___ EXTRACTED DATA
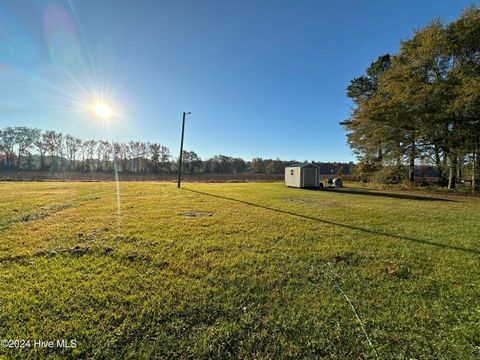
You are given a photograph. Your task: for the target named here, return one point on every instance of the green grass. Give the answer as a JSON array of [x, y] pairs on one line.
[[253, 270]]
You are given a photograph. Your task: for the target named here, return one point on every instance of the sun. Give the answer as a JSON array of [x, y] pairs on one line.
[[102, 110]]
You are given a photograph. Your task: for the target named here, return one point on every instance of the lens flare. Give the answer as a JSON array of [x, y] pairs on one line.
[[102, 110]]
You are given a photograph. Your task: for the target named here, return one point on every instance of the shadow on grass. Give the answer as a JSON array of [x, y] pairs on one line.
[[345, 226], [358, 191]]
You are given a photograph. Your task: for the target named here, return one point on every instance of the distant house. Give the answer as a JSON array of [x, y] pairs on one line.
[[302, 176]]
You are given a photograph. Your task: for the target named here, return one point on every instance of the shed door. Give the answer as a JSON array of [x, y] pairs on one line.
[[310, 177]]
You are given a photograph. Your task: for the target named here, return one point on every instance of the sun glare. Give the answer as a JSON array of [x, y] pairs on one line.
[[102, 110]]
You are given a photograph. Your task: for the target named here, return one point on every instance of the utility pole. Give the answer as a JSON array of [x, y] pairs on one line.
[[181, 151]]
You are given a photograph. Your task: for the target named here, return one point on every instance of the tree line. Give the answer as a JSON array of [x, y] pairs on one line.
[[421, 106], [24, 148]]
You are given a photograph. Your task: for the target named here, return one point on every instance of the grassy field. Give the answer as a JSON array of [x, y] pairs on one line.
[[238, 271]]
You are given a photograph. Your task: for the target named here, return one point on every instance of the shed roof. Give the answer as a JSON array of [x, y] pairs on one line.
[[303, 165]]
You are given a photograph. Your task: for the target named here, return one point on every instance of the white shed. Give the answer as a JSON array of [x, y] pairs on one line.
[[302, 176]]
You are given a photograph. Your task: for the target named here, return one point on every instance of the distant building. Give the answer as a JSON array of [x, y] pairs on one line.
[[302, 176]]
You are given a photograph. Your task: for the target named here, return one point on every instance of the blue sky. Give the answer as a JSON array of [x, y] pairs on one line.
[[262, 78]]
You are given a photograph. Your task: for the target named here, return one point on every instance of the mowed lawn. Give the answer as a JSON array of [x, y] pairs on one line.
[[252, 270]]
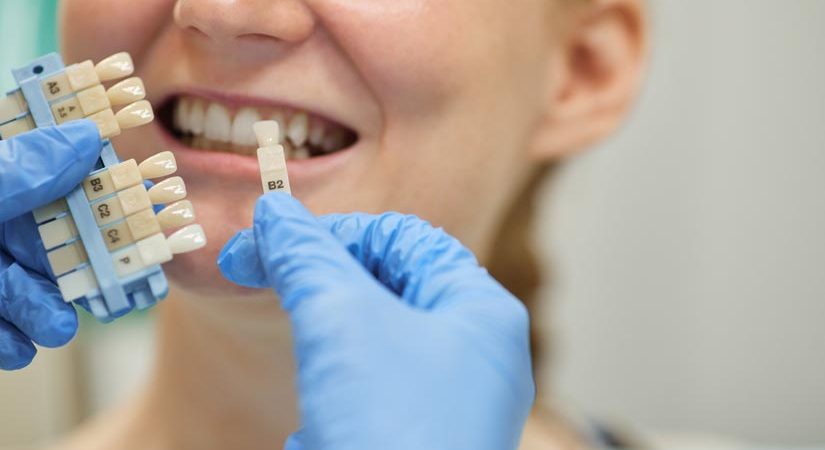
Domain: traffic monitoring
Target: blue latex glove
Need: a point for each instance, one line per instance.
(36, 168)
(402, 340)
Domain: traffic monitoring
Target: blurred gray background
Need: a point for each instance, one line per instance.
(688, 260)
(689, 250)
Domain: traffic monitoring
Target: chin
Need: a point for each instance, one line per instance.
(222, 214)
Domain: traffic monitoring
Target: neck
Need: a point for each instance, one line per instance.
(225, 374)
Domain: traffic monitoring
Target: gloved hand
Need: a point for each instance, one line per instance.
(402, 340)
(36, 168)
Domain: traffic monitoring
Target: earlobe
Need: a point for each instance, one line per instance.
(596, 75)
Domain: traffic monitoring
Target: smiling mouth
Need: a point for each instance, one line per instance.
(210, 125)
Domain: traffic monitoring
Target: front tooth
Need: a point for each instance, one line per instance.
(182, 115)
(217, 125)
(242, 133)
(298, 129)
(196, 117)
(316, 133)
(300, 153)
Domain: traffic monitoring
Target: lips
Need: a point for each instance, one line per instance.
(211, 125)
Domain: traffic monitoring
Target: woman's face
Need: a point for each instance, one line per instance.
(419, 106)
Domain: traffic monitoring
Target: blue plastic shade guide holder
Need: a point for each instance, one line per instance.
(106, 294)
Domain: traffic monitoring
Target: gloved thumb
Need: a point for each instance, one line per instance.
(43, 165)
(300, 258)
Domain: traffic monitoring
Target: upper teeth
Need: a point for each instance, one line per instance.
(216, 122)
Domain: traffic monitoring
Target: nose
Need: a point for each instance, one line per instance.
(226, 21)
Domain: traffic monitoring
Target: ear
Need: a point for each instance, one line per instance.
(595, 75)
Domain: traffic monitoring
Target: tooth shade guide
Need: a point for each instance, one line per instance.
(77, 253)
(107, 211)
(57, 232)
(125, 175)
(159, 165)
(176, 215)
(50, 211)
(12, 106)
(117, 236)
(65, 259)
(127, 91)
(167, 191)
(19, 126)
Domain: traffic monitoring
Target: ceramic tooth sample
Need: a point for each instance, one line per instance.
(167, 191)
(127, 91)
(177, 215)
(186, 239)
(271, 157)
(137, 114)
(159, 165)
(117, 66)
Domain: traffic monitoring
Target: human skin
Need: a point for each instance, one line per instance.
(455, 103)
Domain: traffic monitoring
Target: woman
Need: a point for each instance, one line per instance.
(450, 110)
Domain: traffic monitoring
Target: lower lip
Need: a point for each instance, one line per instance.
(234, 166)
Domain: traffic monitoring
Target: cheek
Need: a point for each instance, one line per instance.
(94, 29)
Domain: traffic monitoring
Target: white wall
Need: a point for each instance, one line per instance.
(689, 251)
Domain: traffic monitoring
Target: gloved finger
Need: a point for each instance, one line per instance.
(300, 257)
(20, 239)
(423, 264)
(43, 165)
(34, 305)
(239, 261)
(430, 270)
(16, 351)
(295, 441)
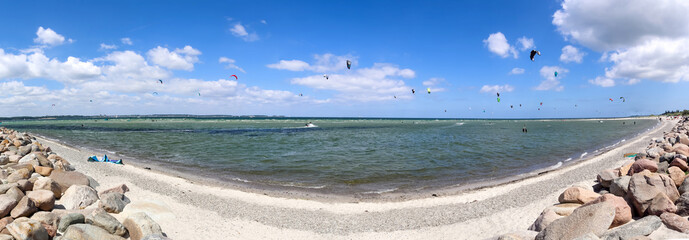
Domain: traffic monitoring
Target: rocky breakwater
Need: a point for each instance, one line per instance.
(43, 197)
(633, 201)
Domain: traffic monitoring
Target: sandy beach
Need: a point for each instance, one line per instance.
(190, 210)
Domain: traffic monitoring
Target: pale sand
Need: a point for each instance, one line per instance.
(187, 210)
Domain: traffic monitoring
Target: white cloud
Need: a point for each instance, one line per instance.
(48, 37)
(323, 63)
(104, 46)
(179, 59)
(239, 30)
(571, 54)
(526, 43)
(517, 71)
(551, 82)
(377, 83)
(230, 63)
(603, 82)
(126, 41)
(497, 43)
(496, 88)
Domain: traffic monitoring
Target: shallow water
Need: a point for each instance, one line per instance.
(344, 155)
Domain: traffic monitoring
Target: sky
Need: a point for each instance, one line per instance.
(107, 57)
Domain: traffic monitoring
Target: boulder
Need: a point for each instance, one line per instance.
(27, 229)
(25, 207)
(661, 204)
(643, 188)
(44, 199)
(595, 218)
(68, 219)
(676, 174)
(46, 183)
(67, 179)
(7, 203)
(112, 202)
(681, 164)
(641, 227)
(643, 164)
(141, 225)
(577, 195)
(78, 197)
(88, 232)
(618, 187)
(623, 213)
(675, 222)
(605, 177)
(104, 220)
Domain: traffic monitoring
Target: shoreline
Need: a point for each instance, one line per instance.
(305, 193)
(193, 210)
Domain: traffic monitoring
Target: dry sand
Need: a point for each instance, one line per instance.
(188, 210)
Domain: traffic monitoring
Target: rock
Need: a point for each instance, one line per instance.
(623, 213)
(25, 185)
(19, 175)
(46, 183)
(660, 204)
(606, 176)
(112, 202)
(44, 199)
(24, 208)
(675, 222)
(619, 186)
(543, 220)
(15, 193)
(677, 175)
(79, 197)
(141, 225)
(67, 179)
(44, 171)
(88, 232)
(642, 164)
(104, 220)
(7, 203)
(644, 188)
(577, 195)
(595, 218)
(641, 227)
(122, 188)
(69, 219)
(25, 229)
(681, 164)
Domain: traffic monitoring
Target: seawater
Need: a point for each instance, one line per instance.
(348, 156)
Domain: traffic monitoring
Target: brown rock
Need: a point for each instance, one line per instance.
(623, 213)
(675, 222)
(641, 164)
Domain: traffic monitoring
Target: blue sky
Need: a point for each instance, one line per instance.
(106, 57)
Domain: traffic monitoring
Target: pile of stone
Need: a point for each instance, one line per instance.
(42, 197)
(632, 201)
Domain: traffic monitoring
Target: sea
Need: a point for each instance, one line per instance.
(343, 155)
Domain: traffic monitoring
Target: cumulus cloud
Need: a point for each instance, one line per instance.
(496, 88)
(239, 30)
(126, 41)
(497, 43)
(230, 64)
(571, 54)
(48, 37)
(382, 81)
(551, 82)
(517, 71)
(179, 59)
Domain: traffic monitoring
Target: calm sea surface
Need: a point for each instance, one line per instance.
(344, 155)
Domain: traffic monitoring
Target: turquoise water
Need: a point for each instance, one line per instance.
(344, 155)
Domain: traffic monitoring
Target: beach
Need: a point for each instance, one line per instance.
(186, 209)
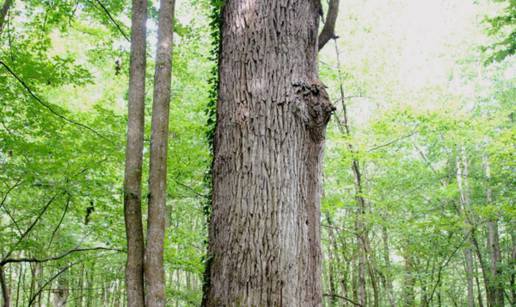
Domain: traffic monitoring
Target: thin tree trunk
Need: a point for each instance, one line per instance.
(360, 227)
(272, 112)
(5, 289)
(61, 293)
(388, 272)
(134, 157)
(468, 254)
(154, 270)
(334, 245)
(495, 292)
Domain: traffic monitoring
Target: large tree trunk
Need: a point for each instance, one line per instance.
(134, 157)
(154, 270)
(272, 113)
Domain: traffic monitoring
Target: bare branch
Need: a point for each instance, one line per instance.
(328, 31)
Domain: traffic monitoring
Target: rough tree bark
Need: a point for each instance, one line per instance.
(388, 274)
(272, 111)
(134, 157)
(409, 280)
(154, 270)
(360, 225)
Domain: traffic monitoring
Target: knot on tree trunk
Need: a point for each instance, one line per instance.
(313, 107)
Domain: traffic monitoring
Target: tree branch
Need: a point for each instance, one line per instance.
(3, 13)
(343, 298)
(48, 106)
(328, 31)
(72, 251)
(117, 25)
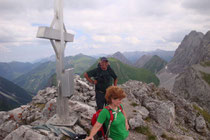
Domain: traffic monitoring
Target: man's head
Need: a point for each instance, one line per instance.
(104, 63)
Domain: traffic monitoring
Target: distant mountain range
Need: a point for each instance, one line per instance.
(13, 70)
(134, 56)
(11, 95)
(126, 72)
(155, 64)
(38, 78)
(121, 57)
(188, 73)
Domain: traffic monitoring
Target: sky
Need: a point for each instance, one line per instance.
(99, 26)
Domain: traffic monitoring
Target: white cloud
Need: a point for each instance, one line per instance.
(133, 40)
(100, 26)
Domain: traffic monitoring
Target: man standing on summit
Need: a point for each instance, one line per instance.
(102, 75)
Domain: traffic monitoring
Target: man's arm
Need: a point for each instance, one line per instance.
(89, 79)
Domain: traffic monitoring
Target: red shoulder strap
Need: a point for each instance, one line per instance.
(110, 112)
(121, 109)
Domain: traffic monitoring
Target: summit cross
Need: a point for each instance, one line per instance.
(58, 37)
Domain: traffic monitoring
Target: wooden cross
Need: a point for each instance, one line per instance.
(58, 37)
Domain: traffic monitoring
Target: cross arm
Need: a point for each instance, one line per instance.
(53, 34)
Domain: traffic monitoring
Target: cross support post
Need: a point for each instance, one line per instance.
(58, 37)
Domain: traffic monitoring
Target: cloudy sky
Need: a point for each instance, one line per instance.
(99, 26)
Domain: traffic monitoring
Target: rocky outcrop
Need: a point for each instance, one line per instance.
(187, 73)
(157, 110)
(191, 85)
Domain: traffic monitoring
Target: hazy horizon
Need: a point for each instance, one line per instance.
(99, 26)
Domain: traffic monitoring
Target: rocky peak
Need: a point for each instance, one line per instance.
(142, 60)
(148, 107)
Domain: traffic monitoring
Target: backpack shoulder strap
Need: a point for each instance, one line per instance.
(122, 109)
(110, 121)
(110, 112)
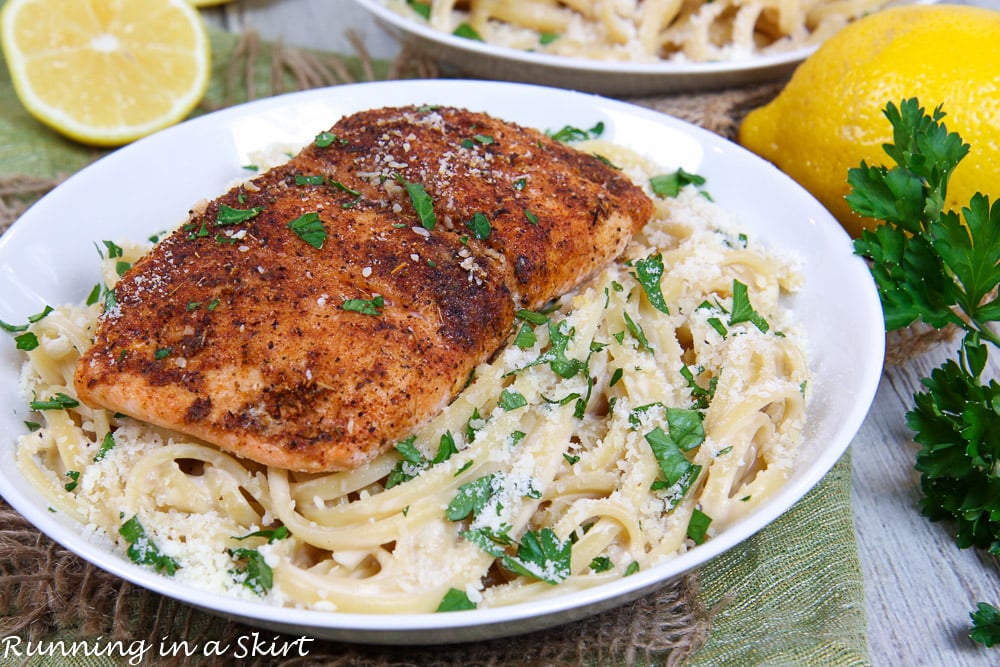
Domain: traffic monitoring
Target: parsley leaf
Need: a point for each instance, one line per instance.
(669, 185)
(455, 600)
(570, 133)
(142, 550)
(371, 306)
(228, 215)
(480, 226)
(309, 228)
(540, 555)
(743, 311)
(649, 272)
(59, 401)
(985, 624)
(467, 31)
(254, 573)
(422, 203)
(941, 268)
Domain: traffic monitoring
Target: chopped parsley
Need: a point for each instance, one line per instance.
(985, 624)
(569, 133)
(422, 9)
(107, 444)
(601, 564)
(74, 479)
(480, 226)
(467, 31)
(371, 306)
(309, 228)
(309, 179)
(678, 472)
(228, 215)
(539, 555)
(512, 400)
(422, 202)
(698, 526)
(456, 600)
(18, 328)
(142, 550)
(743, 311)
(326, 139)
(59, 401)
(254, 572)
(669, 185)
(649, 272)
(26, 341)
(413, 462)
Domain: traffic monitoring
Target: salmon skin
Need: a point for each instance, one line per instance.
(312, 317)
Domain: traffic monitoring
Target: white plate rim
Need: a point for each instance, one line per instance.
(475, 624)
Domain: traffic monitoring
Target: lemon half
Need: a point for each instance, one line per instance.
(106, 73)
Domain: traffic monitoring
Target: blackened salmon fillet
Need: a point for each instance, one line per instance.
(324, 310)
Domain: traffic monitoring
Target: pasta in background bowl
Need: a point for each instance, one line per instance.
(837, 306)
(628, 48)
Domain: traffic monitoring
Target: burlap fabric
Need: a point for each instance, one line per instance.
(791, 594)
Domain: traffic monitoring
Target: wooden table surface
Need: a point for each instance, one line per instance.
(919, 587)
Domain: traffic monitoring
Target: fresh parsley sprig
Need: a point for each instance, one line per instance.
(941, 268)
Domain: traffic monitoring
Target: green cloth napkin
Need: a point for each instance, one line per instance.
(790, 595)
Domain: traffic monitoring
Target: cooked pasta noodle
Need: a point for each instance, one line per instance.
______
Pull out every line of the data above that contains the word "blue", and copy each one in full.

> [COMPLETED TASK]:
You are given a photograph. Your task: for the target named here, return one point on every instance of the blue sky. Give the answer as a JSON array of [x, y] pairs on one line.
Target: blue latex glove
Target: blue plastic shade guide holder
Target: blue sky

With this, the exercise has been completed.